### Page extract
** START **

After Harvard denies tenure to Latina scholar, students stage sit-in, demanding an ethnic studies department

December 17, 2019 • 10:00 am

I’ve been paying attention to this fracas for a while, and while I’m concerned that my Ph.D. alma mater, Harvard University, is going full woke (and the University of Chicago is showing worrying tendencies that way, too), I don’t have much of an opinion about the proposed ethnic studies department there. I do object to Harvard students staging sit-ins, which is a violation of University policy (it would be okay, though, if they were willing to take the punishment), and I’m not convinced that the tenure denial that has animated them was a gross injustice. This is all reported in Vox (click on screenshot), as well as in the Harvard Crimson (here, here, here, and here).

Vox, being woke, casts the whole thing as a miscarriage of justice and a bias against a necessary ethnic-studies program. Part of their report:

Earlier this month, over 50 Harvard students staged a sit-in at University Hall. They held banners that read in big, bold letters: “Ethnic studies.” They chanted, “Ethnic studies! When do we want it? Now!” What they also wanted: justice for Lorgia García Peña, an ethnic studies scholar who had recently been denied tenure at the university.

They also interrupted a Harvard faculty meeting; also a violation of University policy.

Peña, an associate professor of romance languages and literatures, was not only up for tenure, but she was also considered to be the best candidate to lead Harvard’s ethnic studies initiatives, according to students; after a 50-year push, the Ivy League school still lacks an ethnic studies department. Peña is a leading expert in Dominican studies, making Harvard a leading school in this field as well. And yet the university denied her tenure. (Harvard told Vox that it doesn’t comment on individual tenure decisions; Peña has not responded to Vox’s request for comment.)

** END **

Entries from a pointing dataset:
** START **

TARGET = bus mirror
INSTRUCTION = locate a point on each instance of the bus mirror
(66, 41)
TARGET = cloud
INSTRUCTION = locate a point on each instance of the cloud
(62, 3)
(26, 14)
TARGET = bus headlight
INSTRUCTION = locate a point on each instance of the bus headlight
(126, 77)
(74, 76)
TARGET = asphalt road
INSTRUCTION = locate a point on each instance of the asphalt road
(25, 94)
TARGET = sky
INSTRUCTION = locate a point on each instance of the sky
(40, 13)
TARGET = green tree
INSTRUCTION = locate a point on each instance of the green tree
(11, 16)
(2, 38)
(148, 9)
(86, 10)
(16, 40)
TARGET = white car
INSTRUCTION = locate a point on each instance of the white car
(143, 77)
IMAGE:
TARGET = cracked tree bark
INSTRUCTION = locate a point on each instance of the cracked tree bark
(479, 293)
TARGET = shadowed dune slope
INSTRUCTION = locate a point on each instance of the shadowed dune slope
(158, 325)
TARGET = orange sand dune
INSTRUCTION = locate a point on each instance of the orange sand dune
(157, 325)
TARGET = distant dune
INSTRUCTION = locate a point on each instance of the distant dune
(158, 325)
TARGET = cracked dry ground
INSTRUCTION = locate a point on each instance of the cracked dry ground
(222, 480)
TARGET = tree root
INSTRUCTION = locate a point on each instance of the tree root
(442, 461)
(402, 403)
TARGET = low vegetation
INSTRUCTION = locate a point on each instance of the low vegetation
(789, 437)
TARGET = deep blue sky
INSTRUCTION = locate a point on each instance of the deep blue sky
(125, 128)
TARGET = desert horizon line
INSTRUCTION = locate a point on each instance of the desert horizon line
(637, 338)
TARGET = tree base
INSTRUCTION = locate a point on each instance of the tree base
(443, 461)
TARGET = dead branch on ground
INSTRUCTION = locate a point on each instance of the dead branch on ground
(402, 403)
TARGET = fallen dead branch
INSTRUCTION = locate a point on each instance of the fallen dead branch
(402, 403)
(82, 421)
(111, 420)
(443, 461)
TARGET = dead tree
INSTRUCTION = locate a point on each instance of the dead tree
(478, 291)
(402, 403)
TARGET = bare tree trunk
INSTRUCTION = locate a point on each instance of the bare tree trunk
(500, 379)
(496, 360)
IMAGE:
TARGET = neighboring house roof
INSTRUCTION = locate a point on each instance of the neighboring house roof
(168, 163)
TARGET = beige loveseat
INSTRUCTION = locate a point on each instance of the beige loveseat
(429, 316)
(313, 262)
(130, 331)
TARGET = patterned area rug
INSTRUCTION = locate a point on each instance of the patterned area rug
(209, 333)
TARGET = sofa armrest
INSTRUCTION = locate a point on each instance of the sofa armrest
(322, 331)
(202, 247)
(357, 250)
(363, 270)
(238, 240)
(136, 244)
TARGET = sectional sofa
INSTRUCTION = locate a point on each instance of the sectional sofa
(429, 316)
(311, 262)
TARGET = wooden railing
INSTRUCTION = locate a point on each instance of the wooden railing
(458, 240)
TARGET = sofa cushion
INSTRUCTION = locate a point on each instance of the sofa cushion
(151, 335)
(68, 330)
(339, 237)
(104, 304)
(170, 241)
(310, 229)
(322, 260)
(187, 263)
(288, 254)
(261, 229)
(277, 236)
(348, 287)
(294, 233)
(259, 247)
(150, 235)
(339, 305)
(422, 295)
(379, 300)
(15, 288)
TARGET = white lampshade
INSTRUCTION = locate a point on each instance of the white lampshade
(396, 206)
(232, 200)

** END **

### Things to do
**a)** Summarize the Harvard sit-in post in two sentences.
**b)** Carry the Harvard sit-in post forward from its final sentence.

### Response list
**a)** More than 50 Harvard students staged a sit-in at University Hall demanding an ethnic studies department and justice for Lorgia García Peña, an ethnic studies scholar and leading expert in Dominican studies who had been denied tenure. The author objects to the sit-in and the students' interruption of a faculty meeting as violations of University policy, and is not convinced the tenure denial was a gross injustice, though Vox casts it as one.

**b)**
While students and faculty had signed an open letter criticizing Harvard’s decision, last week over 200 of the brightest US scholars in ethnic studies also drafted a letter condemning the university’s treatment of Peña. They also acknowledged that her case is not an anomaly in academia. Renowned women’s and African American studies scholar bell hooks, Berea College’s distinguished professor in residence, summed up the predicament:

“Harvard’s denial of Dr. Garcia Peña’s tenure is a testament to the ways that Black and Latinx Studies continue to be ignored as sites of vital knowledge production in the academy. Dr. Garcia Peña’s scholarship and service is the cornerstone to continue building Ethnic Studies as a leading program at Harvard and her absence would be a detriment to the students and faculty that depend on her keen insight.”

hook’s words echo loudly over the heads of women across the country who, like Peña, struggle to do great work in ethnic studies despite the lack of support and acknowledgment of their achievements. In fact, the struggle for professors of color to be respected is as old as ethnic studies programs themselves.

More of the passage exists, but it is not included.